31.3.09

Nem sempre comércio ilegal implica guerra

do Jornal do Brasil

Até que ponto a existência de consumo ilegal de drogas pode ser relacionada com a violência?

Essa pergunta foi feita tanto ao deputado federal Fernando Gabeira, um dos políticos mais identificados com a questão da flexibilização das políticas relacionadas às drogas, quanto a Renato Cinco, sociólogo e ativista político, organizador da Marcha da Maconha.

Para Gabeira, que perdeu a prefeitura do Rio por minúscula margem de diferença para Eduardo Paes (PMDB), a questão se esfarela quando observados outros locais onde o consumo de drogas se faz presente:

– Existe consumo de drogas em Curitiba e em Brasília. Existe consumo de drogas em Washington, em Madri e em Nova York. Mas esses processos não são tão violentos porque não houve uma situação de ocupação territorial armada, como acabou sendo permitida tanto no Rio quanto no México. Logo, não é o ao usuário que se pode atribuir a presença da violência, embora ele, no momento em que compra, esteja dando dinheiro ao tráfico.

Para Cinco, a entrada de figuras como os ex-presidentes FHC, Zedillo e Gaviria no lado pró-descriminalização só salienta que resolver a questão do usuário é uma necessidade social.

Lista de atividades ::
a. De acordo com o texto sobre drogas e violência, quem organiza a Marcha da Maconha?
b. Dê continuidade ao texto sobre drogas e violência a partir do ponto em que ele termina.
A listagem não é necessária para nada do que se pede aqui.

Dados fornecidos ::
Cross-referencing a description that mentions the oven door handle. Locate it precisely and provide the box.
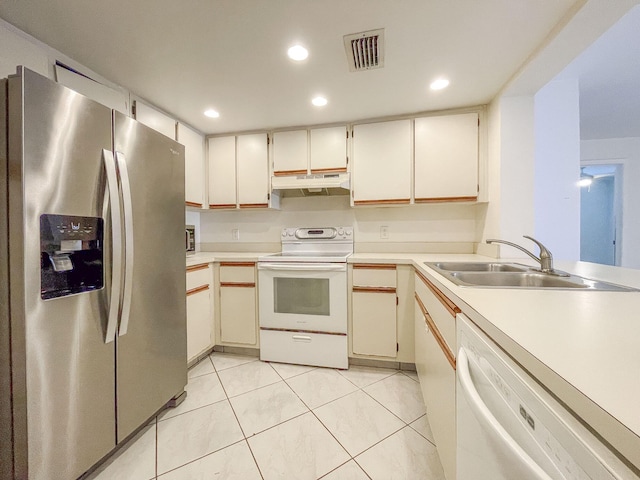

Respostas do exercício ::
a. Renato Cinco, sociólogo e ativista político.

b.
– O fato de FHC ter-se posicionado dentro de uma comissão, e não apenas numa opinião pessoal, realça o fato de que a descriminalização não é apenas interesse de quem usa, mas da sociedade. É a sociedade quem paga o preço maior do comércio ilegal, por conta de uma lei moralista. É preciso que se entenda que o Código Penal não tem capacidade de impor certos comportamentos.

Para diminuir esse “preço” que a sociedade paga devido ao comércio ilegal, Cinco recorda que há movimentos que motivam os usuários ao plantio da maconha para consumo pessoal.

– O que acontece é que muitas pessoas acabaram presas por tráfico e assim desistiram. Assim, elas voltam a recorrer à oferta do tráfico.

O deputado Gabeira também lembra que, por analogia, o receptador de carros roubados contribui para a violência. E pergunta, com ironia:

– Mas aí, o que se vai fazer? Vai-se convencer cada receptador a não comprar mais carros roubados? É possível?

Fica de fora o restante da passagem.